Set task A:
Reproduce the passage of the ABAP nested loop post that begins with the words "During an ABAP" and ends with "left it out.".

_ _ _

Wednesday 9 August 2017

ABAP Nested Loop Performance Test

During an ABAP performance discussion, we decided to run tests to decide on the best method for nested loops. The example was to have an outer loop of BKPF and an inner loop of BSEG.

Nesting two raw loops gives the worst performance in all cases; therefore I have left it out.

In our initial test using the source code shared below; here are the methods ordered by better performance:
  1. Hashed table: 491K
  2. Binary search: 546K
  3. Parallel cursor: 1.100K
  4. Sorted table: 1.688K
When BUKRS is CHAR4, GJAHR is CHAR4 (fixed: 2015), BELNR is CHAR10;
  1. Parallel cursor: 497K
  2. Hashed table: 554K
  3. Sorte table: 800K
  4. Binary search: 1.295K
When BUKRS is CHAR4 (fixed: 1000), GJAHR is CHAR4 (fixed: 2015), BELNR is CHAR10;
  1. Sorted table: 250K
  2. Parallel cursor: 307K
  3. Hashed table: 381K
  4. Binary search: 773K
When BUKRS is CHAR40, GJAHR is CHAR40 (fixed: 2015), BELNR is CHAR40;
  1. Hashed table: 794K
  2. Parallel cursor: 1.030K
  3. Sorted table: 1.764K
  4. Binary search: 2.813K
When BUKRS is CHAR40 (fixed: 1000), GJAHR is CHAR40 (fixed: 2015), BELNR is CHAR40;
  1. Hashed table: 777K
  2. Sorted table: 998K
  3. Parallel cursor: 1.393K
  4. Binary search: 2.632K
Obviously, the best performance depends on the dataset. In case you can relate your dataset with one of the scenarios above, you can pick and use the best method.

For (most) cases where data is not predictable, I have calculated average runtime values for each method. The result is;
  1. Hashed table: ~600K
  2. Parallel cursor: ~900K
  3. Sorted table: ~1000K
  4. Binary search: ~1600K
As a conclusion, we can say that using a hashed table and avoiding the inner loop is the best overall method. The second best alternative is almost a tie between parallel cursor and sorted table – you can use whichever is possible. Using binary search to avoid the inner loop seems to be the worse overall method.

_ _ _

Set task B:
In the rows below, how many lines contain the string "tree"? Case counts, and the reply is the number alone.

Records from a point annotation dataset:
_ _ _

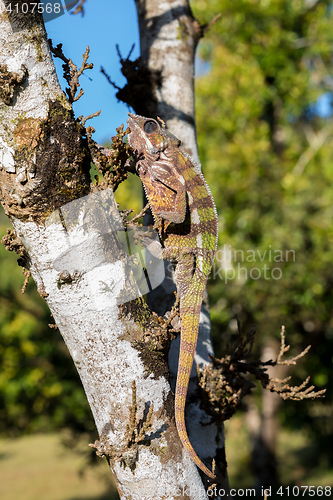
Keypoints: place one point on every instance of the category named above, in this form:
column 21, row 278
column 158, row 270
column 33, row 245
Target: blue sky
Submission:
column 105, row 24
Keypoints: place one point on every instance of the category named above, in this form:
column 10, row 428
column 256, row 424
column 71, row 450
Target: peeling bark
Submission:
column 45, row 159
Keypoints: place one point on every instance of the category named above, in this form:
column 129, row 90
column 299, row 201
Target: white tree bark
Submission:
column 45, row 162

_ _ _

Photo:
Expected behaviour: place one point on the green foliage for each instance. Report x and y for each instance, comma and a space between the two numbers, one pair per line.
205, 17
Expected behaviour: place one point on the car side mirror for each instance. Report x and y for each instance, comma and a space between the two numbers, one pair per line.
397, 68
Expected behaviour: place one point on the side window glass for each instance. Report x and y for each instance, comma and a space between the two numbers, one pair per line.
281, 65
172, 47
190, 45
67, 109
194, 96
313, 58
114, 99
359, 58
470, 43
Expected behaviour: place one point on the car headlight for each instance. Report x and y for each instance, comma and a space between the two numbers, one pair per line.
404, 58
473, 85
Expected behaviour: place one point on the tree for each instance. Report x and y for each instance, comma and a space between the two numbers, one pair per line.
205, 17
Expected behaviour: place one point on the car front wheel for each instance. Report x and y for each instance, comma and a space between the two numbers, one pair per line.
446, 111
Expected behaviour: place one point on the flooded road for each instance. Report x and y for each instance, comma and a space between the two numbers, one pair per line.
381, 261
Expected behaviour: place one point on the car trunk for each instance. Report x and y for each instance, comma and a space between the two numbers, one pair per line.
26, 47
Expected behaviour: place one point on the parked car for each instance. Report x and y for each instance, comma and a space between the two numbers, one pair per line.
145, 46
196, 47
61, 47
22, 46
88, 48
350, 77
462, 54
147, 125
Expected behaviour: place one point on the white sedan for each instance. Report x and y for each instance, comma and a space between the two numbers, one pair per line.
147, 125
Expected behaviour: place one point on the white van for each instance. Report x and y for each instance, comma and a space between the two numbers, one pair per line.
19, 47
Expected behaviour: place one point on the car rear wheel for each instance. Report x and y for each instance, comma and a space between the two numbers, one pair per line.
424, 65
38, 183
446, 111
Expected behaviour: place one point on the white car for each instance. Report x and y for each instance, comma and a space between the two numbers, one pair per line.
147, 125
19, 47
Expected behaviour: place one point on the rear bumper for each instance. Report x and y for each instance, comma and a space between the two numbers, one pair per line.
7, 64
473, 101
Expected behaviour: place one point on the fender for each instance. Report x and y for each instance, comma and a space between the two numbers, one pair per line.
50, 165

_ _ _

Task answer A:
During an ABAP performance discussion, we decided to run tests to decide on the best method for nested loops. The example was to have an outer loop of BKPF and an inner loop of BSEG.

Nesting two raw loops gives the worst performance in all cases; therefore I have left it out.

Task answer B:
2